* **TASKS TO PERFORM**:
- 1) Write out the stretch of the article on the Pyongyang trade fair from "The United Nations" through "with North Korea.".
- 2) According to the article on the Pyongyang trade fair, about how many foreign entities have set up booths at the event?
- 3) Decide whether each statement agrees with the article on the Pyongyang trade fair, answering yes or no and quoting the deciding words: (a) The fair lasts four days and ends on Thursday. (b) The United Nations imposed its fresh sanctions on North Korea in June and July. (c) Jones Wang's medical firm is based in Taipei.

North Korea opened an annual international trade fair Monday involving over 250 companies, amid toughened U.N. sanctions and growing calls in the United States to tighten the screws on its economy.
The four-day event to run through Thursday, intended by North Korea to increase its trade with the outside world, has attracted about 80 foreign entities from 14 countries, including China, Indonesia and Vietnam, as well as Taiwan, to set up booths.
"The fair will create opportunities for the development of friendship and external economic relations," O Ryong Chol, a vice minister of external economic relations, said at the opening ceremony at an exhibition hall in Pyongyang.
He also stressed that North Korea, united around leader Kim Jong Un, is accelerating its production and innovation power, regardless of intensifying economic sanctions driven by the United States and other "hostile forces."
The number of participating companies is more or less the same as last year.
The 13th Pyongyang Autumn International Trade Fair, featuring items ranging from electric appliances and machinery to food and health products, comes as many countries try to clamp down on trade and reinforce the implementation of U.N. sanctions to compel North Korea to alter its behavior.
The United Nations imposed fresh sanctions on North Korea in August and September in response to its continued nuclear and missile tests.
The sanctions now ban 90 percent of North Korea's publicly-reported exports and limit the amount of energy sources it can import.
In addition, independent measures from the United States and its allies, including Japan and South Korea, prevent firms and individuals from financing and facilitating trade with North Korea.
Taiwan recently completely banned trade with the country.
Jones Wang, whose Taipei-based medical firm has been taking part in the fair since 2007, however, said he was not aware of the self-ruled island government's order.

Collected data:

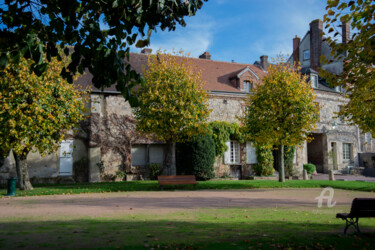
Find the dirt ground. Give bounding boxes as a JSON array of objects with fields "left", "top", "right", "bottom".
[{"left": 0, "top": 189, "right": 375, "bottom": 219}]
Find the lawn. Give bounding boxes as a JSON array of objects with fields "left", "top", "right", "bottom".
[
  {"left": 0, "top": 207, "right": 375, "bottom": 249},
  {"left": 0, "top": 180, "right": 375, "bottom": 196}
]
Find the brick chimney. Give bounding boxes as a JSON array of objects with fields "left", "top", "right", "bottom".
[
  {"left": 310, "top": 19, "right": 323, "bottom": 71},
  {"left": 293, "top": 35, "right": 301, "bottom": 64},
  {"left": 260, "top": 55, "right": 268, "bottom": 71},
  {"left": 341, "top": 22, "right": 350, "bottom": 44},
  {"left": 199, "top": 51, "right": 211, "bottom": 60},
  {"left": 141, "top": 48, "right": 152, "bottom": 55}
]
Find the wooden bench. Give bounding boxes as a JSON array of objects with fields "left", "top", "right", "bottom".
[
  {"left": 336, "top": 198, "right": 375, "bottom": 234},
  {"left": 158, "top": 175, "right": 198, "bottom": 189}
]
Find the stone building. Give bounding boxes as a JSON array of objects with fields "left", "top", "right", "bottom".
[
  {"left": 0, "top": 49, "right": 268, "bottom": 183},
  {"left": 288, "top": 19, "right": 375, "bottom": 173},
  {"left": 0, "top": 20, "right": 375, "bottom": 184}
]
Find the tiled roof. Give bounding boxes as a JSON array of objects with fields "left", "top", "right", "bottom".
[{"left": 75, "top": 53, "right": 265, "bottom": 92}]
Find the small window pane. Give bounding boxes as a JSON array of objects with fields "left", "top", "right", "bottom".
[
  {"left": 303, "top": 50, "right": 310, "bottom": 60},
  {"left": 150, "top": 144, "right": 164, "bottom": 164},
  {"left": 342, "top": 143, "right": 352, "bottom": 161},
  {"left": 132, "top": 144, "right": 146, "bottom": 166}
]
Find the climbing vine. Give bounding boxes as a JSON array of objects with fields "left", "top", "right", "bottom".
[{"left": 209, "top": 121, "right": 246, "bottom": 156}]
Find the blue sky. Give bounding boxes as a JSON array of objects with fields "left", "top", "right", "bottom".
[{"left": 132, "top": 0, "right": 326, "bottom": 63}]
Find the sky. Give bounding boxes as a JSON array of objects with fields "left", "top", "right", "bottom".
[{"left": 131, "top": 0, "right": 326, "bottom": 63}]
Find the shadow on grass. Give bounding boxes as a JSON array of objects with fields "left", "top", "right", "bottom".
[{"left": 0, "top": 215, "right": 375, "bottom": 249}]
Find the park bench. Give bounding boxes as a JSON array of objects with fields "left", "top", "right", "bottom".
[
  {"left": 158, "top": 175, "right": 198, "bottom": 189},
  {"left": 336, "top": 198, "right": 375, "bottom": 234}
]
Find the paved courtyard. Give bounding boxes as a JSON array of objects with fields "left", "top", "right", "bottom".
[{"left": 0, "top": 189, "right": 375, "bottom": 219}]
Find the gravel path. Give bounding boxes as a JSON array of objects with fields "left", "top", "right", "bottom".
[{"left": 0, "top": 189, "right": 375, "bottom": 218}]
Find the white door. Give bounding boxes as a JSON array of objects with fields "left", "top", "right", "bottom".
[{"left": 60, "top": 140, "right": 73, "bottom": 176}]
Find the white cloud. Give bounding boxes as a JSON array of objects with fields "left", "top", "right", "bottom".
[{"left": 137, "top": 16, "right": 215, "bottom": 57}]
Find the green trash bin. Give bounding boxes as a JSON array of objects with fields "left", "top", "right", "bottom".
[{"left": 6, "top": 177, "right": 17, "bottom": 196}]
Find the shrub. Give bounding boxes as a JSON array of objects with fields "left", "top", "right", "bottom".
[
  {"left": 252, "top": 146, "right": 275, "bottom": 176},
  {"left": 284, "top": 146, "right": 296, "bottom": 177},
  {"left": 176, "top": 134, "right": 215, "bottom": 180},
  {"left": 148, "top": 163, "right": 162, "bottom": 180},
  {"left": 303, "top": 163, "right": 316, "bottom": 174}
]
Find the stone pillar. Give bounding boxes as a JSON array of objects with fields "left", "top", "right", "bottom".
[
  {"left": 303, "top": 169, "right": 309, "bottom": 180},
  {"left": 329, "top": 169, "right": 335, "bottom": 181},
  {"left": 88, "top": 147, "right": 101, "bottom": 182}
]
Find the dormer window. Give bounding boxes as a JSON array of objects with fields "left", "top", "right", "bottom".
[
  {"left": 310, "top": 74, "right": 318, "bottom": 89},
  {"left": 243, "top": 81, "right": 253, "bottom": 93},
  {"left": 303, "top": 50, "right": 310, "bottom": 60}
]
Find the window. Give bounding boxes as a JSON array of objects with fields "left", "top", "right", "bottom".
[
  {"left": 335, "top": 86, "right": 342, "bottom": 92},
  {"left": 246, "top": 142, "right": 258, "bottom": 164},
  {"left": 132, "top": 144, "right": 147, "bottom": 166},
  {"left": 310, "top": 74, "right": 318, "bottom": 89},
  {"left": 224, "top": 141, "right": 240, "bottom": 164},
  {"left": 243, "top": 81, "right": 253, "bottom": 92},
  {"left": 303, "top": 50, "right": 310, "bottom": 60},
  {"left": 342, "top": 143, "right": 352, "bottom": 161},
  {"left": 339, "top": 105, "right": 344, "bottom": 123},
  {"left": 149, "top": 144, "right": 164, "bottom": 164},
  {"left": 314, "top": 102, "right": 320, "bottom": 122}
]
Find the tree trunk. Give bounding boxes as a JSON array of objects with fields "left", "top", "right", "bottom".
[
  {"left": 14, "top": 153, "right": 33, "bottom": 190},
  {"left": 164, "top": 141, "right": 176, "bottom": 175},
  {"left": 277, "top": 145, "right": 285, "bottom": 182}
]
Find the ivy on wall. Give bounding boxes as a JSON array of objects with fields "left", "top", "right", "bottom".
[{"left": 209, "top": 121, "right": 246, "bottom": 156}]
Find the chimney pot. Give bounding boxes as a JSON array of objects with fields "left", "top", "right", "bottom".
[
  {"left": 260, "top": 55, "right": 269, "bottom": 71},
  {"left": 341, "top": 22, "right": 350, "bottom": 44},
  {"left": 310, "top": 19, "right": 323, "bottom": 71},
  {"left": 293, "top": 35, "right": 301, "bottom": 64},
  {"left": 141, "top": 48, "right": 152, "bottom": 55},
  {"left": 199, "top": 51, "right": 211, "bottom": 60}
]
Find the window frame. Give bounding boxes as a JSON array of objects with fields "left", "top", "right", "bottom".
[
  {"left": 303, "top": 49, "right": 310, "bottom": 61},
  {"left": 224, "top": 140, "right": 241, "bottom": 165},
  {"left": 243, "top": 80, "right": 253, "bottom": 93},
  {"left": 310, "top": 73, "right": 319, "bottom": 89},
  {"left": 342, "top": 142, "right": 353, "bottom": 162}
]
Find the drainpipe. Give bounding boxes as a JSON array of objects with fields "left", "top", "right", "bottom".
[{"left": 356, "top": 126, "right": 362, "bottom": 153}]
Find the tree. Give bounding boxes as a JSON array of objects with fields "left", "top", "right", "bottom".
[
  {"left": 134, "top": 53, "right": 209, "bottom": 174},
  {"left": 0, "top": 56, "right": 86, "bottom": 189},
  {"left": 322, "top": 0, "right": 375, "bottom": 135},
  {"left": 241, "top": 59, "right": 318, "bottom": 182},
  {"left": 176, "top": 134, "right": 216, "bottom": 180},
  {"left": 0, "top": 0, "right": 207, "bottom": 104}
]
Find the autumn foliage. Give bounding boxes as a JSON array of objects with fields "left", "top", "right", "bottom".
[
  {"left": 320, "top": 0, "right": 375, "bottom": 135},
  {"left": 0, "top": 56, "right": 86, "bottom": 189},
  {"left": 242, "top": 59, "right": 318, "bottom": 181},
  {"left": 134, "top": 53, "right": 209, "bottom": 174}
]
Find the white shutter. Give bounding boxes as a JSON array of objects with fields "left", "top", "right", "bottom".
[
  {"left": 224, "top": 141, "right": 231, "bottom": 164},
  {"left": 246, "top": 142, "right": 258, "bottom": 164}
]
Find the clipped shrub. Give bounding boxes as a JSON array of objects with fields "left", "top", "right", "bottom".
[
  {"left": 148, "top": 163, "right": 162, "bottom": 180},
  {"left": 252, "top": 146, "right": 275, "bottom": 176},
  {"left": 176, "top": 134, "right": 215, "bottom": 180},
  {"left": 284, "top": 146, "right": 296, "bottom": 177},
  {"left": 303, "top": 163, "right": 316, "bottom": 174}
]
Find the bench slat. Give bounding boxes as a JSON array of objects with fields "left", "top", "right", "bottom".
[{"left": 158, "top": 175, "right": 198, "bottom": 185}]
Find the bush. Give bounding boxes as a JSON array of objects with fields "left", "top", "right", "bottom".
[
  {"left": 303, "top": 163, "right": 316, "bottom": 174},
  {"left": 148, "top": 163, "right": 162, "bottom": 180},
  {"left": 284, "top": 146, "right": 296, "bottom": 177},
  {"left": 176, "top": 135, "right": 215, "bottom": 180},
  {"left": 252, "top": 146, "right": 275, "bottom": 176}
]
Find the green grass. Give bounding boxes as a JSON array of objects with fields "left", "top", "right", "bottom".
[
  {"left": 0, "top": 206, "right": 375, "bottom": 249},
  {"left": 0, "top": 180, "right": 375, "bottom": 196}
]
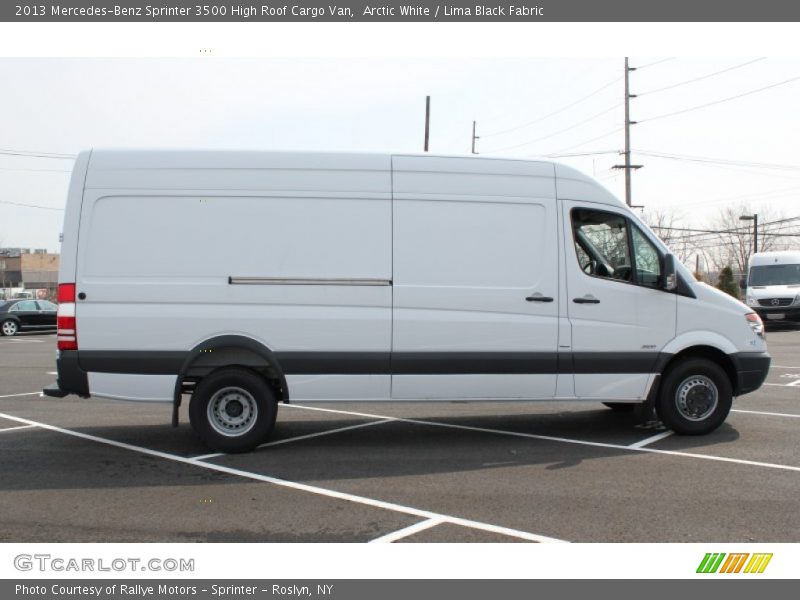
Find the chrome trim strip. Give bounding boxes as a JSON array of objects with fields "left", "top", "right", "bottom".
[{"left": 228, "top": 276, "right": 392, "bottom": 286}]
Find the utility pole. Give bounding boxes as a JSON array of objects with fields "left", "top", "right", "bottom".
[
  {"left": 612, "top": 56, "right": 642, "bottom": 206},
  {"left": 425, "top": 96, "right": 431, "bottom": 152},
  {"left": 739, "top": 214, "right": 758, "bottom": 254}
]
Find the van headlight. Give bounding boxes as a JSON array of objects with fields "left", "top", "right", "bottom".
[{"left": 744, "top": 313, "right": 764, "bottom": 337}]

* **RESPONSES TO THE EXERCISE**:
- 1)
The United Nations imposed fresh sanctions on North Korea in August and September in response to its continued nuclear and missile tests.
The sanctions now ban 90 percent of North Korea's publicly-reported exports and limit the amount of energy sources it can import.
In addition, independent measures from the United States and its allies, including Japan and South Korea, prevent firms and individuals from financing and facilitating trade with North Korea.

- 2) About 80 foreign entities.

- 3)
(a) Yes: "The four-day event to run through Thursday"
(b) No: "The United Nations imposed fresh sanctions on North Korea in August and September"
(c) Yes: "whose Taipei-based medical firm"